* **TEXTO FORNECIDO**:
Edição 358 | 18 Abril 2011

Parque da Memória, um monumento para não esquecer o terrorismo de Estado

close

FECHAR

Enviar o link deste por e-mail a um(a) amigo(a).

Por Márcia Junges | Tradução Benno Dischinger

Monumento às Vítimas do Terrorismo de Estado, mais conhecido como Parque da Memória, em Buenos Aires, quer manter viva a história de homens e mulheres que morreram vítimas da ditadura argentina, afirma a diretora da instituição, Nora Hochbaum

Em 24 de março de 1976 começavam os anos de chumbo na Argentina, mediante um golpe de estado militar, o sexto na história democrática daquele país. “Este golpe de Estado se caracterizou por uma nova metodologia: o terrorismo de Estado e o desaparecimento forçado e sistemático de pessoas”, denuncia a diretora do Parque da Memória – Monumento às Vítimas do Terrorismo de Estado. Indiscriminadamente, “os militares intervieram em todos os âmbitos da vida social do país”, proibiram e queimaram inúmeros livros, perseguiram intelectuais, artistas, escritores e forçaram-nos ao exílio no exterior. Cerca de 10 mil presos políticos e mais de dois milhões de exilados, além de centenas de pessoas que eram jogadas de aviões sobre o Rio da Prata, são o saldo que “as botas” dos militares legaram à nação. Além do alijamento de uma geração inteira de intelectuais, a Argentina amargou um período de decadência econômica, com o aumento da dívida externa. Para que o país e o mundo não esqueçam dessa vergonha, organismos de direitos humanos se uniram para criar o Parque da Memória, localizado exatamente em frente ao Rio da Prata. “Nosso objetivo é conseguir que a sociedade participe, em sua totalidade, da complexa tarefa de reconstrução do tecido social e cultural desarticulado pela ditadura militar. Este é o grande desafio do Parque da Memória”. E completa: “[Este] é um lugar de recordação e testemunho, porque ali estão os nomes desses seres que se quis apagar”.
Professora nacional de belas artes, especialista em gestão cultural em instituições públicas, Nora trabalha de o início dos anos 1980 como curadora e produtora independente em exibições, bienais e eventos relacionados com artes visuais e gestão cultural. Atuou em diversas instituições nacionais e internacionais dos Estados Unidos, Cuba, Santo Domingo, Espanha e França. Foi diretora do Centro Cultural Recoleta da Cidade de Buenos Aires, e da Casa Argentina em Paris. Atualmente é a diretora do Parque da Memória – Monumento às vítimas do terrorismo de Estado. Para maiores informações sobre o Parque da Memória, visite http://www.parquedelamemoria.org.ar.

* **INSTRUÇÕES**:
1. Segundo o texto sobre o Parque da Memória, em que data começou o golpe militar na Argentina?
2. Transcreva o trecho do texto sobre o Parque da Memória, começando nas palavras "Professora nacional de" e parando depois de "Memória, visite http://www.parquedelamemoria.org.ar.".
O material não tem nenhum papel aqui.

* **MATERIAL COLETADO**:
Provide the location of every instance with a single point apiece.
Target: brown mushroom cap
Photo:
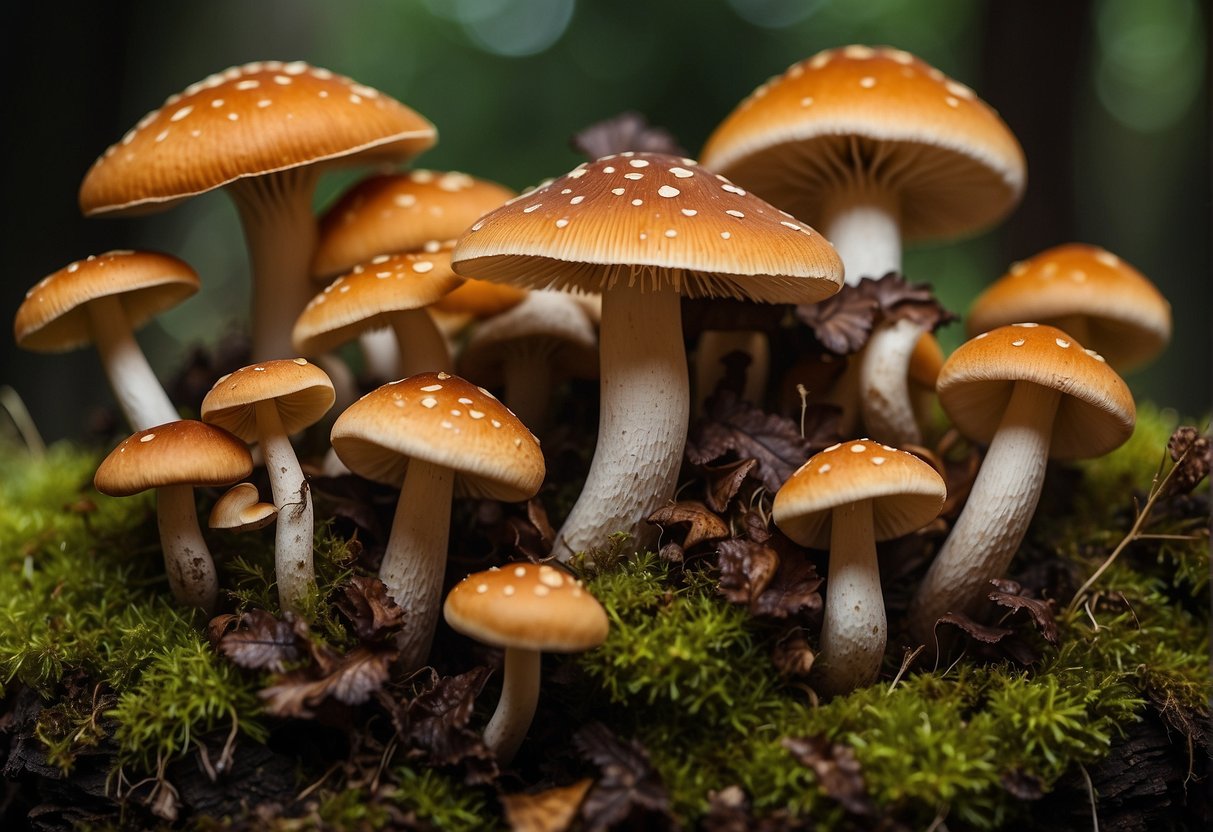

* **RESPOSTAS DO EXERCÍCIO**:
1. Em 24 de março de 1976.

2.
Professora nacional de belas artes, especialista em gestão cultural em instituições públicas, Nora trabalha de o início dos anos 1980 como curadora e produtora independente em exibições, bienais e eventos relacionados com artes visuais e gestão cultural. Atuou em diversas instituições nacionais e internacionais dos Estados Unidos, Cuba, Santo Domingo, Espanha e França. Foi diretora do Centro Cultural Recoleta da Cidade de Buenos Aires, e da Casa Argentina em Paris. Atualmente é a diretora do Parque da Memória – Monumento às vítimas do terrorismo de Estado. Para maiores informações sobre o Parque da Memória, visite http://www.parquedelamemoria.org.ar.